--- Start ---
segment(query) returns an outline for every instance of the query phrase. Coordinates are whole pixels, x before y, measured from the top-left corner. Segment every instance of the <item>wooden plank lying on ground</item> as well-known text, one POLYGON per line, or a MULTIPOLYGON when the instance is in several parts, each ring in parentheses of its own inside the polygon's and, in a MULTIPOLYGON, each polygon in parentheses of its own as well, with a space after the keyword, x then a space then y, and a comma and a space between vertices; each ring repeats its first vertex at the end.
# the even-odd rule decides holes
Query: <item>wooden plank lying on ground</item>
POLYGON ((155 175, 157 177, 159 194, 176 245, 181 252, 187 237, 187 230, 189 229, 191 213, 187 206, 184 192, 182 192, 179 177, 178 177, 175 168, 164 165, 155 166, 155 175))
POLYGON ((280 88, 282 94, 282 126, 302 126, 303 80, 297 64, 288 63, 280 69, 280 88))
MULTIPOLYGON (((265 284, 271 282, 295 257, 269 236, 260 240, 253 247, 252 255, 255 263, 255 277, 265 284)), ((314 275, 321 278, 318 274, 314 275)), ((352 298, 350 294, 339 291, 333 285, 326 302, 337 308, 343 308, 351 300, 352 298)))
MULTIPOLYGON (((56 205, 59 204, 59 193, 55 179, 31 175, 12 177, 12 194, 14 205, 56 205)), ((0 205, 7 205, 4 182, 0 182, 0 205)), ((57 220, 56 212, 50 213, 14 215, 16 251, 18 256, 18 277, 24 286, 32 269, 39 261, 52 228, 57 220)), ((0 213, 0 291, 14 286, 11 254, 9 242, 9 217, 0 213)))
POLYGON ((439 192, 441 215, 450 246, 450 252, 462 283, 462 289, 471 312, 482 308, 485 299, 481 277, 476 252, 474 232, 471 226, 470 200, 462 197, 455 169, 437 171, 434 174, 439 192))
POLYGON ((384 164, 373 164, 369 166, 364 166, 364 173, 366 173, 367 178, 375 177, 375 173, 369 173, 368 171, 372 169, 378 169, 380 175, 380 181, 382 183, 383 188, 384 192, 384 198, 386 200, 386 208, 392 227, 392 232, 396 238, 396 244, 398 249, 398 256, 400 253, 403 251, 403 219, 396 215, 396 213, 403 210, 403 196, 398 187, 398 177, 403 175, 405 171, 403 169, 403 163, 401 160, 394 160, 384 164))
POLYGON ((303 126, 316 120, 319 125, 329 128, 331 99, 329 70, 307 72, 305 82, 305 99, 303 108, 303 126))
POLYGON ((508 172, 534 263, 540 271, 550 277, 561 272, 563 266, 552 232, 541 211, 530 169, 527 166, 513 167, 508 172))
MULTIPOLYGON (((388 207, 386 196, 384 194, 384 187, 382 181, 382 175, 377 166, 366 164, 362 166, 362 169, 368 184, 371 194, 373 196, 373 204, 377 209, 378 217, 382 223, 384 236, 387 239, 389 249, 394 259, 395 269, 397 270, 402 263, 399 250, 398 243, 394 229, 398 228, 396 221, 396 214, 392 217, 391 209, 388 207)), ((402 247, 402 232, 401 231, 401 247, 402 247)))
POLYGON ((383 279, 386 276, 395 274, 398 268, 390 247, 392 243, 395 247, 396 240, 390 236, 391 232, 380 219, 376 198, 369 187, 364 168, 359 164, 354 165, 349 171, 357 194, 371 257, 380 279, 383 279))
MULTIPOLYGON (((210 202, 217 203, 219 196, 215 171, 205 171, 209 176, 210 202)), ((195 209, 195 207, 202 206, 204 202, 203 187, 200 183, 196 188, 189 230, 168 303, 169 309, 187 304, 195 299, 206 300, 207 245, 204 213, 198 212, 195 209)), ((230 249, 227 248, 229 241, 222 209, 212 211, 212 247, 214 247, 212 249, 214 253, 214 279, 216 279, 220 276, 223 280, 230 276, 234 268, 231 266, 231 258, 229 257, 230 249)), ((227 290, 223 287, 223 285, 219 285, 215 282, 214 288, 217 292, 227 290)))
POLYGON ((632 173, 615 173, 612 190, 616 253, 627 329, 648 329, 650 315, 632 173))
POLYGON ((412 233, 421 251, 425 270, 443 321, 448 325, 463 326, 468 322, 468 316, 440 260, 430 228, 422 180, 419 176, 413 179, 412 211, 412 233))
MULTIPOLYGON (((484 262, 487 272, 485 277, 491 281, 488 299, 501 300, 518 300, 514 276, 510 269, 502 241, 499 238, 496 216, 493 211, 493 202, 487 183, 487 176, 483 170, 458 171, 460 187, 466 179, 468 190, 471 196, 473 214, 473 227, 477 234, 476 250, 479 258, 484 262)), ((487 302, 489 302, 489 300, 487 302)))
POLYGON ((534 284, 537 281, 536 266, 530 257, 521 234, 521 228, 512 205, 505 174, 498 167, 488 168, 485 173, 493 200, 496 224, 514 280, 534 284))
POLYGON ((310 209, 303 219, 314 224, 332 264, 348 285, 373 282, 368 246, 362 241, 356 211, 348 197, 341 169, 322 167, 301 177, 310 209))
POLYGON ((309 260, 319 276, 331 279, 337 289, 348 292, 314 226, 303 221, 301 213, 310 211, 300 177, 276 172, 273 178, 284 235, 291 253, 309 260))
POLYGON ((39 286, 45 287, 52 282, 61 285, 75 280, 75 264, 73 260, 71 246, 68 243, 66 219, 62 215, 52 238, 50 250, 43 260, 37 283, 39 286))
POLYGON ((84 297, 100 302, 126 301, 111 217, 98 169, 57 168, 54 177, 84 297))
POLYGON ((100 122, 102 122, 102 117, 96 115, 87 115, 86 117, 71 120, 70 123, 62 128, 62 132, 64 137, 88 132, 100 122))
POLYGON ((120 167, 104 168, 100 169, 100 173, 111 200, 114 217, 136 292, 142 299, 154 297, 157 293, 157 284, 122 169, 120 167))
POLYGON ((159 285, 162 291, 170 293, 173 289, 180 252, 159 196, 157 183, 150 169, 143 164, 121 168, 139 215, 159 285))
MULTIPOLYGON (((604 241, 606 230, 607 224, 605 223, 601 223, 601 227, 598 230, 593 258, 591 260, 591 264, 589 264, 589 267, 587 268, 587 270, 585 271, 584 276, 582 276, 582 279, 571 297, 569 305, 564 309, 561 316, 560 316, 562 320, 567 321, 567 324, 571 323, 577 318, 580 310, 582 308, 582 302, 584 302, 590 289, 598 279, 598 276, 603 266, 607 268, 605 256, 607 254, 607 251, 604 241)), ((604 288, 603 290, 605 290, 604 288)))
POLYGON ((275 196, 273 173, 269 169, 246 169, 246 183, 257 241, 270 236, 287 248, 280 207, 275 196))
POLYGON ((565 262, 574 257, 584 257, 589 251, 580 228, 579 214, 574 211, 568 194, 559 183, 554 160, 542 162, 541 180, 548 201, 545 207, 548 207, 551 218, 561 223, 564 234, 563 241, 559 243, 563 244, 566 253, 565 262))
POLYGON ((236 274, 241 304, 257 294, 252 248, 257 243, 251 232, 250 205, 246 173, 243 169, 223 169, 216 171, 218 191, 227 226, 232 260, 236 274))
--- End ---
Rewrite all of the material above as a numbered list with one entry per line, leaving out any blank lines.

*Full solution:*
1. segment(query) returns an outline for every instance of the query phrase. Coordinates are whole pixels, x before y, measured from the top-left corner. Segment every instance of the <item>wooden plank lying on ground</item> as well-known text, one POLYGON per line, or a MULTIPOLYGON when the instance is in several parts, each ring in parentheses of its own inside the polygon's and, in a MULTIPOLYGON, each polygon in parentheses of its own as well, with a space after the keyword, x then a space then y, and a comma and a space between vertices; each ring repeats its first vertex at the end.
2. # the even-odd rule decides holes
3. Query: <item>wooden plank lying on ground</item>
4. POLYGON ((155 175, 157 177, 159 194, 176 245, 181 252, 187 237, 187 230, 189 229, 191 213, 187 206, 184 192, 182 192, 179 177, 178 177, 175 168, 164 165, 155 166, 155 175))
5. POLYGON ((280 88, 282 94, 282 126, 302 126, 303 80, 297 64, 288 63, 280 69, 280 88))
6. MULTIPOLYGON (((265 284, 271 282, 295 257, 269 236, 260 240, 253 247, 252 255, 255 263, 255 277, 265 284)), ((314 275, 321 278, 318 274, 314 275)), ((352 298, 350 294, 339 291, 333 285, 326 302, 337 308, 343 308, 351 300, 352 298)))
7. MULTIPOLYGON (((56 205, 59 204, 59 193, 55 179, 31 175, 12 177, 12 194, 14 205, 56 205)), ((0 205, 7 205, 4 182, 0 182, 0 205)), ((57 220, 56 212, 50 213, 14 215, 16 251, 18 256, 18 277, 24 286, 32 269, 39 261, 52 228, 57 220)), ((0 213, 0 291, 14 286, 11 254, 9 242, 9 217, 0 213)))
8. POLYGON ((439 192, 441 215, 450 246, 450 252, 462 283, 462 289, 471 312, 482 308, 485 299, 481 277, 476 252, 474 232, 471 226, 470 200, 462 197, 455 169, 437 171, 434 174, 439 192))
9. POLYGON ((384 164, 373 164, 369 166, 364 166, 364 173, 366 173, 367 178, 375 177, 375 173, 369 173, 368 171, 372 169, 378 169, 380 175, 380 181, 382 183, 383 188, 384 192, 384 198, 386 200, 386 208, 392 227, 392 232, 396 238, 396 244, 398 249, 398 256, 400 253, 403 251, 403 219, 396 215, 396 213, 403 210, 403 196, 398 187, 398 177, 403 175, 405 171, 403 169, 403 163, 401 160, 394 160, 384 164))
10. POLYGON ((303 126, 316 120, 319 125, 329 128, 331 99, 329 70, 307 72, 305 82, 305 99, 303 108, 303 126))
11. POLYGON ((508 172, 534 263, 540 271, 550 277, 561 272, 563 266, 552 232, 541 211, 530 169, 527 166, 513 167, 508 172))
12. MULTIPOLYGON (((388 207, 386 196, 384 194, 384 187, 382 181, 382 175, 377 166, 366 164, 362 166, 362 169, 368 184, 371 194, 373 196, 373 204, 377 209, 378 217, 382 223, 384 236, 387 239, 389 249, 394 259, 395 269, 397 270, 402 263, 399 250, 398 243, 394 229, 398 228, 396 221, 396 214, 392 217, 391 209, 388 207)), ((402 247, 402 232, 401 231, 401 247, 402 247)))
13. POLYGON ((383 279, 386 276, 395 274, 398 268, 390 247, 392 243, 395 247, 396 240, 390 236, 391 232, 380 219, 376 198, 369 187, 364 168, 359 164, 354 165, 349 171, 357 194, 371 257, 380 279, 383 279))
14. MULTIPOLYGON (((210 202, 217 203, 219 196, 215 171, 205 171, 209 176, 210 202)), ((195 209, 195 207, 202 206, 204 202, 203 187, 200 183, 196 188, 189 230, 168 303, 169 309, 187 304, 195 299, 206 300, 207 245, 204 213, 198 212, 195 209)), ((230 249, 227 248, 229 241, 222 209, 212 211, 212 247, 214 247, 212 249, 214 253, 214 279, 216 279, 220 276, 223 280, 230 276, 234 268, 231 266, 231 258, 229 257, 230 249)), ((227 290, 223 287, 223 285, 219 285, 215 282, 214 288, 217 292, 227 290)))
15. POLYGON ((632 173, 615 173, 612 190, 616 253, 627 329, 648 329, 650 315, 632 173))
16. POLYGON ((412 233, 421 251, 425 270, 443 321, 448 325, 463 326, 468 322, 468 316, 440 260, 430 228, 422 180, 419 176, 413 179, 412 211, 412 233))
17. MULTIPOLYGON (((484 262, 487 272, 485 277, 491 281, 488 299, 501 300, 518 300, 514 276, 510 269, 502 241, 499 238, 496 216, 493 211, 493 202, 487 183, 487 176, 483 170, 458 171, 460 187, 466 179, 468 190, 471 196, 473 214, 473 227, 477 234, 476 250, 479 258, 484 262)), ((487 302, 489 302, 489 300, 487 302)))
18. POLYGON ((534 284, 537 281, 536 266, 530 257, 521 234, 521 228, 512 205, 505 174, 498 167, 488 168, 485 173, 493 200, 496 224, 514 280, 534 284))
19. POLYGON ((310 209, 303 219, 314 224, 332 264, 348 285, 373 282, 368 246, 362 241, 356 211, 348 197, 341 169, 322 167, 301 177, 310 209))
20. POLYGON ((309 260, 319 276, 331 279, 337 289, 348 292, 314 226, 303 221, 301 213, 310 211, 300 177, 276 172, 273 178, 284 235, 291 253, 309 260))
21. POLYGON ((39 286, 45 287, 52 282, 61 285, 75 280, 75 264, 73 260, 71 246, 68 243, 66 219, 62 215, 52 238, 50 250, 43 260, 37 283, 39 286))
22. POLYGON ((84 297, 100 302, 126 301, 111 217, 98 169, 57 168, 54 177, 84 297))
23. POLYGON ((100 122, 102 122, 102 117, 96 115, 87 115, 86 117, 71 120, 70 123, 62 128, 62 132, 64 137, 88 132, 100 122))
24. POLYGON ((120 167, 104 168, 100 169, 100 173, 111 200, 114 217, 136 292, 142 299, 154 297, 157 293, 157 284, 122 169, 120 167))
25. POLYGON ((159 285, 162 291, 170 293, 173 289, 180 252, 159 196, 157 183, 150 169, 143 164, 121 168, 139 215, 159 285))
26. MULTIPOLYGON (((604 241, 606 230, 607 224, 605 223, 601 223, 601 227, 598 230, 593 258, 591 260, 591 264, 589 264, 589 267, 587 268, 587 270, 585 271, 584 276, 582 276, 582 279, 571 297, 569 305, 564 309, 561 316, 560 316, 562 320, 567 321, 567 324, 571 323, 577 318, 580 310, 582 308, 582 302, 584 302, 590 289, 598 279, 598 276, 603 266, 607 268, 605 256, 607 254, 607 251, 604 241)), ((604 288, 603 290, 605 290, 604 288)))
27. POLYGON ((275 196, 273 173, 269 169, 246 169, 246 183, 257 241, 270 236, 287 248, 280 207, 275 196))
28. POLYGON ((565 262, 574 257, 584 257, 589 251, 580 228, 579 214, 574 211, 568 194, 559 183, 554 160, 542 162, 541 180, 548 201, 545 207, 548 207, 551 218, 561 223, 564 234, 563 241, 559 243, 563 244, 566 253, 565 262))
29. POLYGON ((236 274, 241 304, 257 294, 252 248, 257 243, 251 232, 250 205, 246 173, 243 169, 223 169, 216 171, 218 191, 227 226, 232 260, 236 274))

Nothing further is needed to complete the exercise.